[DATA FOR THE TASK]
━━━━━━━━━━━━━━━━━━━━━━━━━━━━━━
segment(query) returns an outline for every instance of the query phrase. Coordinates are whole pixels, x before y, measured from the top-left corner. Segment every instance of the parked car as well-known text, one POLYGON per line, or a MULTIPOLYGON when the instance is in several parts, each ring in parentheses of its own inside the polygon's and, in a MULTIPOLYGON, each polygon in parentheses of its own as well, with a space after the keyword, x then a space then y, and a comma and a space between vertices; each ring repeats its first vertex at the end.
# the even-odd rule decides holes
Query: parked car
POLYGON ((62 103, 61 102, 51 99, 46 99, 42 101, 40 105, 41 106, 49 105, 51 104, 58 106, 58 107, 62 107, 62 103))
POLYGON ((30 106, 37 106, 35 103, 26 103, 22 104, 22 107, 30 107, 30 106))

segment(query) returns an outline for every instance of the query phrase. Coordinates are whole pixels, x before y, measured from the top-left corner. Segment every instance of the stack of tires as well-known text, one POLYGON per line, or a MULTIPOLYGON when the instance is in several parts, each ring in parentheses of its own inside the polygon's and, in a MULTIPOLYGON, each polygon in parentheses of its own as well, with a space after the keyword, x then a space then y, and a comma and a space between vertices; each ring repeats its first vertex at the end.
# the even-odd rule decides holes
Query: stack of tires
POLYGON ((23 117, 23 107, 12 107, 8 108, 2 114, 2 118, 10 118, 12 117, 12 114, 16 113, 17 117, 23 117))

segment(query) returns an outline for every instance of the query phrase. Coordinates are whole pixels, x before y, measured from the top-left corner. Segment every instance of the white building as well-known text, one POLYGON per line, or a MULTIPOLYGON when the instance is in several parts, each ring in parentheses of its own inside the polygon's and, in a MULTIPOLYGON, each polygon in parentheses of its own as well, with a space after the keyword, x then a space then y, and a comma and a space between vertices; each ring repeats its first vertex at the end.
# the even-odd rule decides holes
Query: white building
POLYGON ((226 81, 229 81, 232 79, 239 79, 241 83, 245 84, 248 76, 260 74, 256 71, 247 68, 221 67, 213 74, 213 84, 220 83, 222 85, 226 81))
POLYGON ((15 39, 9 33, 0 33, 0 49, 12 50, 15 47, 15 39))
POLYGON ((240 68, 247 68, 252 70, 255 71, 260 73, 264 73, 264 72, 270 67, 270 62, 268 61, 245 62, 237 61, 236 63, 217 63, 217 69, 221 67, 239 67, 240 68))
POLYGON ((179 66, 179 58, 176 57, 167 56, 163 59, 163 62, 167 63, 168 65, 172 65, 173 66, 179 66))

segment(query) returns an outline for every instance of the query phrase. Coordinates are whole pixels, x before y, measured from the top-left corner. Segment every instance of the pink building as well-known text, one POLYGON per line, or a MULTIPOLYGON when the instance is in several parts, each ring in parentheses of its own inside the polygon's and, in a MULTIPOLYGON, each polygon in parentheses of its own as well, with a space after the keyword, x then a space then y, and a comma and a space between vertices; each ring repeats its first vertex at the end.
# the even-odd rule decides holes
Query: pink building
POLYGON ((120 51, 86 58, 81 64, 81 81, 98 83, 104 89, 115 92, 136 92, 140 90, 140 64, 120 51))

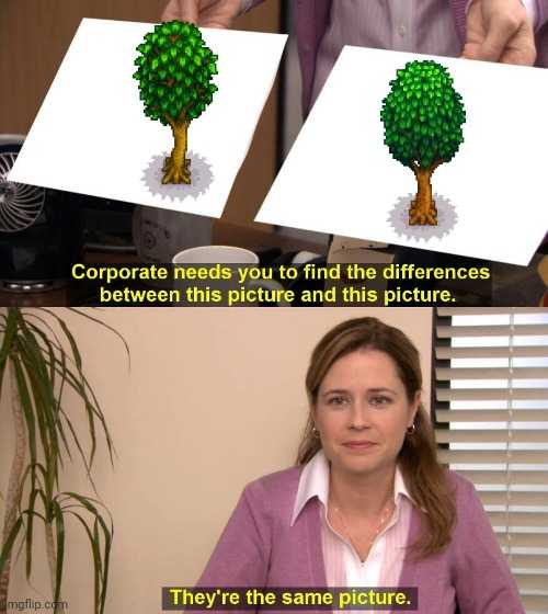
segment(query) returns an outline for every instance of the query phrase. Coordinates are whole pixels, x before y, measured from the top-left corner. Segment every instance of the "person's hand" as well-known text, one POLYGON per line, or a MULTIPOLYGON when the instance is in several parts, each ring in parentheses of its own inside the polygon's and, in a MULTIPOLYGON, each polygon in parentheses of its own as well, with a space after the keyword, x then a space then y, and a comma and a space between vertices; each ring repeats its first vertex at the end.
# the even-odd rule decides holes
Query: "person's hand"
POLYGON ((520 0, 472 0, 461 57, 533 66, 533 24, 520 0))
POLYGON ((161 21, 189 21, 202 27, 230 27, 241 0, 169 0, 161 21))

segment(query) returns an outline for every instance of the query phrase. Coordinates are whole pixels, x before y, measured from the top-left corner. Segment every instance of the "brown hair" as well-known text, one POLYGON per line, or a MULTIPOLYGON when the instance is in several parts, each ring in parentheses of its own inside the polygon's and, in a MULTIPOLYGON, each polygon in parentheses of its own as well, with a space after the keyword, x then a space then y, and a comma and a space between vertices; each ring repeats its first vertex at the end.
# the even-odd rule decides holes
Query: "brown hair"
MULTIPOLYGON (((318 389, 331 365, 357 350, 374 349, 388 354, 396 363, 398 375, 406 387, 409 402, 422 388, 419 352, 399 329, 376 318, 355 318, 330 330, 315 348, 306 376, 310 409, 316 405, 318 389)), ((447 473, 437 463, 434 432, 424 407, 419 407, 415 430, 408 434, 398 455, 398 465, 413 501, 421 510, 421 535, 412 545, 420 556, 442 550, 450 541, 455 524, 454 492, 447 473), (425 510, 424 513, 422 510, 425 510)), ((297 464, 304 465, 321 448, 312 432, 311 411, 304 439, 299 445, 297 464)))

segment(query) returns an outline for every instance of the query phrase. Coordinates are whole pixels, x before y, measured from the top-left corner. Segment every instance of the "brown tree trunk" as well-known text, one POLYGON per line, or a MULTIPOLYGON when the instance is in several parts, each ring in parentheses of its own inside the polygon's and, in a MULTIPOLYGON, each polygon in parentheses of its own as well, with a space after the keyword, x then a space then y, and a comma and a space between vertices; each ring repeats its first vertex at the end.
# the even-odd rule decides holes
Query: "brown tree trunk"
POLYGON ((437 226, 437 211, 434 198, 432 197, 431 177, 435 167, 427 169, 414 169, 416 178, 418 191, 416 196, 411 202, 409 208, 409 225, 431 225, 437 226))
POLYGON ((186 159, 186 144, 189 133, 189 121, 172 125, 175 146, 171 151, 171 157, 165 158, 163 164, 164 175, 162 183, 191 183, 191 161, 186 159))

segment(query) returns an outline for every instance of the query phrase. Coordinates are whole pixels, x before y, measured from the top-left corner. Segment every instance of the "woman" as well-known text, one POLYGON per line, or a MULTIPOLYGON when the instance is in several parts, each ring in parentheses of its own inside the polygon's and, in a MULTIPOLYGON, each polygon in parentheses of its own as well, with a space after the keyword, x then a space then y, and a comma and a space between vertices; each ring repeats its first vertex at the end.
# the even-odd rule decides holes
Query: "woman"
POLYGON ((306 386, 298 466, 246 487, 198 583, 418 587, 424 614, 524 612, 472 485, 437 464, 411 341, 345 321, 306 386))

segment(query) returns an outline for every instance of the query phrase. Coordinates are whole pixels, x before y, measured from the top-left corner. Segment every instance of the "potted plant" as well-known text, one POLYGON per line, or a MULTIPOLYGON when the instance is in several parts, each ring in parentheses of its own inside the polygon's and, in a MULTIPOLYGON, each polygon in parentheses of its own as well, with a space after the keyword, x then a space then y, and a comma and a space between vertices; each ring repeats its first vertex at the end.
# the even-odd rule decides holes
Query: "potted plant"
MULTIPOLYGON (((114 329, 87 312, 70 311, 117 334, 129 356, 127 343, 114 329)), ((33 544, 39 523, 44 526, 54 612, 60 611, 65 523, 69 518, 75 519, 88 537, 93 558, 94 613, 102 614, 109 582, 112 518, 98 499, 61 490, 59 467, 66 458, 72 461, 72 456, 79 456, 96 496, 91 469, 98 435, 105 437, 111 464, 114 446, 98 398, 85 377, 77 340, 58 312, 19 307, 0 312, 0 397, 2 390, 5 393, 8 377, 12 390, 14 454, 3 497, 0 614, 8 611, 11 561, 18 544, 24 547, 26 578, 31 578, 33 544), (64 403, 68 388, 82 401, 91 442, 89 454, 84 453, 81 434, 75 429, 73 408, 64 403)))

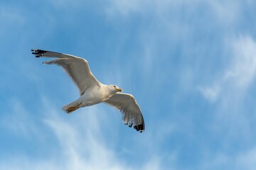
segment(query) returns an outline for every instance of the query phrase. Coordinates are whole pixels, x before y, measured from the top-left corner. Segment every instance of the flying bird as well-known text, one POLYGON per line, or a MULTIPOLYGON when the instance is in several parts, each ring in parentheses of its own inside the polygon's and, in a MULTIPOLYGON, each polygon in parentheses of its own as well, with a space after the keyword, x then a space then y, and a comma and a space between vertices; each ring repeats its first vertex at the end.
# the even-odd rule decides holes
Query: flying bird
POLYGON ((63 110, 70 113, 75 110, 100 103, 108 104, 122 113, 122 121, 129 128, 140 132, 145 129, 143 115, 139 106, 129 94, 121 93, 116 85, 100 83, 92 74, 86 60, 74 55, 59 52, 32 49, 36 57, 55 57, 53 60, 43 62, 46 64, 57 64, 61 67, 79 89, 80 98, 65 106, 63 110))

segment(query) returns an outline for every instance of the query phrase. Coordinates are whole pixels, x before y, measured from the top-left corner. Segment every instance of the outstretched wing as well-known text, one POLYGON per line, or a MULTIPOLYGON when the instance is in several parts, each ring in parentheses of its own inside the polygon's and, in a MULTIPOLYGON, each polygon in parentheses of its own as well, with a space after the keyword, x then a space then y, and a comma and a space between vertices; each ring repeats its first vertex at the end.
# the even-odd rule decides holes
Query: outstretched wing
POLYGON ((86 60, 70 55, 31 50, 36 57, 55 57, 54 60, 44 62, 43 64, 60 66, 78 86, 80 95, 92 86, 99 86, 100 81, 92 75, 86 60))
POLYGON ((142 132, 145 130, 142 111, 135 98, 131 94, 117 93, 105 103, 122 113, 122 120, 129 127, 142 132))

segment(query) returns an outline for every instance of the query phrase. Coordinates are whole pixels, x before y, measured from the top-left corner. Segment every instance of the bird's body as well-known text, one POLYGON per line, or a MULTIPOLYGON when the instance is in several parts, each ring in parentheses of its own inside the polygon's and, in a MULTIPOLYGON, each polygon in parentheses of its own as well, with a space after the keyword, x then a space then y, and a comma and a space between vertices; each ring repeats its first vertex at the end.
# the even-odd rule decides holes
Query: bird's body
POLYGON ((59 52, 42 50, 31 50, 36 57, 58 58, 43 63, 61 67, 78 86, 80 98, 63 107, 63 110, 67 113, 81 107, 105 103, 123 113, 122 120, 125 125, 129 127, 134 125, 134 129, 140 132, 144 130, 143 116, 135 98, 131 94, 119 93, 122 89, 117 86, 100 83, 90 72, 87 60, 59 52))

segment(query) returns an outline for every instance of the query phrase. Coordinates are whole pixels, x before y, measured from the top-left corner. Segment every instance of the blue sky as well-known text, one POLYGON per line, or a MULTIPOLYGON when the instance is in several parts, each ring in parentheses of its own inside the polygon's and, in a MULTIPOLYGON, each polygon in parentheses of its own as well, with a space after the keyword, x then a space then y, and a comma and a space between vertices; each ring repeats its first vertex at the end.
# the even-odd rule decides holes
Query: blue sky
POLYGON ((1 169, 255 169, 256 1, 1 1, 1 169), (146 130, 79 97, 31 48, 85 58, 146 130))

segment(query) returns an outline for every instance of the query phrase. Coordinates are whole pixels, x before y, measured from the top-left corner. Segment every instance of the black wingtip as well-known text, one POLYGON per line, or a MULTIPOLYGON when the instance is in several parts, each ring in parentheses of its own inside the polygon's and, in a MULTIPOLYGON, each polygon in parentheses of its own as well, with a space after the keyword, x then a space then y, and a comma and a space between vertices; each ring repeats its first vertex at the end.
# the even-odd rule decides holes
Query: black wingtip
POLYGON ((47 51, 38 50, 38 49, 31 49, 32 55, 34 55, 36 57, 40 57, 43 55, 47 51))
POLYGON ((142 132, 145 130, 144 123, 142 123, 142 124, 139 124, 139 125, 134 125, 134 128, 137 131, 139 131, 139 132, 142 132))

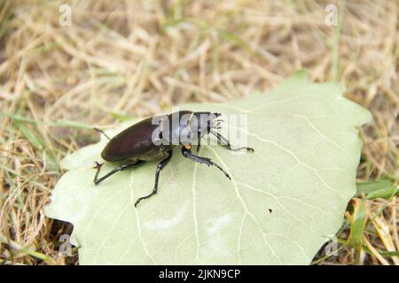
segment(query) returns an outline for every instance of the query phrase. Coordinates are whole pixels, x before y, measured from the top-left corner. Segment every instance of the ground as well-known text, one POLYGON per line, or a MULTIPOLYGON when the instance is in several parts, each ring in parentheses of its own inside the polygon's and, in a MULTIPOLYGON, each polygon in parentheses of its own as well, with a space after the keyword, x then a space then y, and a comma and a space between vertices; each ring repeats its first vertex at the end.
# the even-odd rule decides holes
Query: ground
MULTIPOLYGON (((78 263, 59 252, 71 226, 43 206, 59 160, 98 139, 91 126, 267 92, 300 69, 372 113, 357 182, 397 186, 398 16, 394 0, 2 1, 0 261, 78 263)), ((399 264, 397 205, 357 195, 338 254, 314 264, 399 264)))

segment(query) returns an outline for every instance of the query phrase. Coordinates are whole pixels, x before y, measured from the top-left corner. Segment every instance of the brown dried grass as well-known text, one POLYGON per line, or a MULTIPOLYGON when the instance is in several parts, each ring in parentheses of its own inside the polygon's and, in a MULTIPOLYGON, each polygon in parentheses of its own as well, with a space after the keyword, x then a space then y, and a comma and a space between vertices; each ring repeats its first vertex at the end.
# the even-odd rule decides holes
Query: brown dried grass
━━━━━━━━━━━━━━━━━━━━━━━━━━━━━━
[WRITTEN TASK]
Quote the records from their start through the line containing "POLYGON ((30 106, 37", copying each line unchanged.

[EXERCISE SOLUTION]
segment(query) returns an outline for every instance of the query phrase. Coordinates are whole pixels, x before y, measured from the top-left corner. Segment every instance of the parked car as well-known text, one POLYGON per line, or a MULTIPOLYGON when the instance is in several parts, each ring in parentheses of its own inside the polygon's and, in a MULTIPOLYGON, each polygon in parentheses of its own as well, with a space after the keyword, x then a space then y, and a comma and a space between vertices; each ring repeats its first vertex at the end.
# the even-odd rule decides holes
Query: parked car
POLYGON ((62 103, 61 102, 51 99, 46 99, 42 101, 40 105, 41 106, 49 105, 51 104, 58 106, 58 107, 62 107, 62 103))
POLYGON ((30 106, 37 106, 35 103, 26 103, 22 104, 22 107, 30 107, 30 106))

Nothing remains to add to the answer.